§ WHAT YOU HAVE TO DO
Skip the pictures and copy all the data that follows exactly.

--------

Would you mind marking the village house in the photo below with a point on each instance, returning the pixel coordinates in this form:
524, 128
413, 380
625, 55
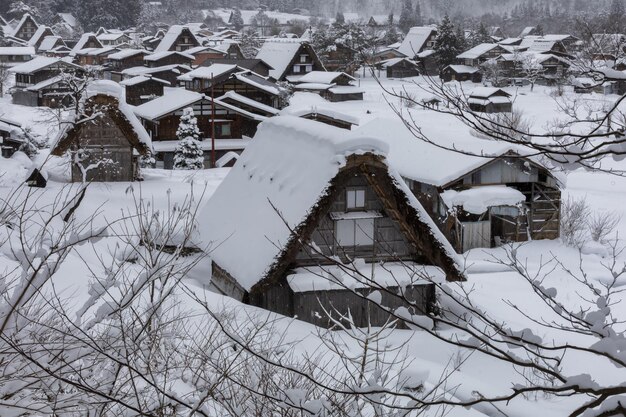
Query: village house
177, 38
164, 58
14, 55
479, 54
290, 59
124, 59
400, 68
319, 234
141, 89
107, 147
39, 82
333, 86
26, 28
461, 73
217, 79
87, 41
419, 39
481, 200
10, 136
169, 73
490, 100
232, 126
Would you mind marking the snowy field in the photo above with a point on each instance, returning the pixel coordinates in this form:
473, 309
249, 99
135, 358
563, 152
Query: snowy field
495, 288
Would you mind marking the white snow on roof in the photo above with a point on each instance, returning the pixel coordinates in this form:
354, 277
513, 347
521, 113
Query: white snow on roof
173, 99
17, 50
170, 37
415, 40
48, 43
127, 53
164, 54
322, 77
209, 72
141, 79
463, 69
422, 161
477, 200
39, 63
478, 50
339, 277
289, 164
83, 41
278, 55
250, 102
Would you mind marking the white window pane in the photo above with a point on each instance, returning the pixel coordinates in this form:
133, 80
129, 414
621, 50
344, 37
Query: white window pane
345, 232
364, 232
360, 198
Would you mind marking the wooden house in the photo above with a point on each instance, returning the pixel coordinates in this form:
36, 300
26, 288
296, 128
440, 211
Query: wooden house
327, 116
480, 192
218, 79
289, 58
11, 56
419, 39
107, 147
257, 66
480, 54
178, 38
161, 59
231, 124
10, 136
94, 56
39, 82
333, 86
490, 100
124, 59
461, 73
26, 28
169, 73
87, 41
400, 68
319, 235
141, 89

--------

§ SOLUTION FOR THIS EXERCISE
Would you mind marking the village house in the photo below with a point on each instance, returning the pixel coordinates in this form:
524, 128
413, 380
625, 55
Query: village house
177, 38
164, 58
14, 55
479, 54
290, 59
124, 59
400, 68
319, 234
141, 89
107, 147
39, 82
333, 86
26, 28
461, 73
217, 79
87, 41
419, 39
481, 200
10, 136
169, 73
490, 100
232, 126
Would you mind marking the snowy field in the photo above with a point on each instance, returning the pixel coordinates in this form:
473, 309
249, 99
135, 358
563, 152
Query: snowy field
495, 288
Would you mind marking the white snow on roof in the photo above with a point on each instance, returning the pixel coordinates in this form:
354, 277
513, 347
521, 113
Query: white snow on roof
173, 99
17, 50
170, 37
415, 40
48, 43
127, 53
164, 54
322, 77
209, 72
141, 79
463, 69
422, 161
477, 200
39, 63
478, 50
339, 277
289, 164
83, 41
278, 55
250, 102
Would you mind marking the white window pane in the photo above with a point on each instance, returning the pixel coordinates in this form:
133, 80
129, 414
621, 50
344, 37
Query: white window pane
345, 232
364, 232
360, 198
Would you mind marking the wooden house in the photo above with a point on each instance, returning the pixel coordinates in this form:
36, 300
26, 288
296, 128
440, 211
Query: wooden house
327, 116
480, 192
218, 79
289, 58
11, 56
419, 39
107, 147
257, 66
480, 54
178, 38
161, 59
231, 124
10, 136
94, 56
39, 82
333, 86
490, 100
124, 59
461, 73
26, 28
169, 73
87, 41
400, 68
319, 235
141, 89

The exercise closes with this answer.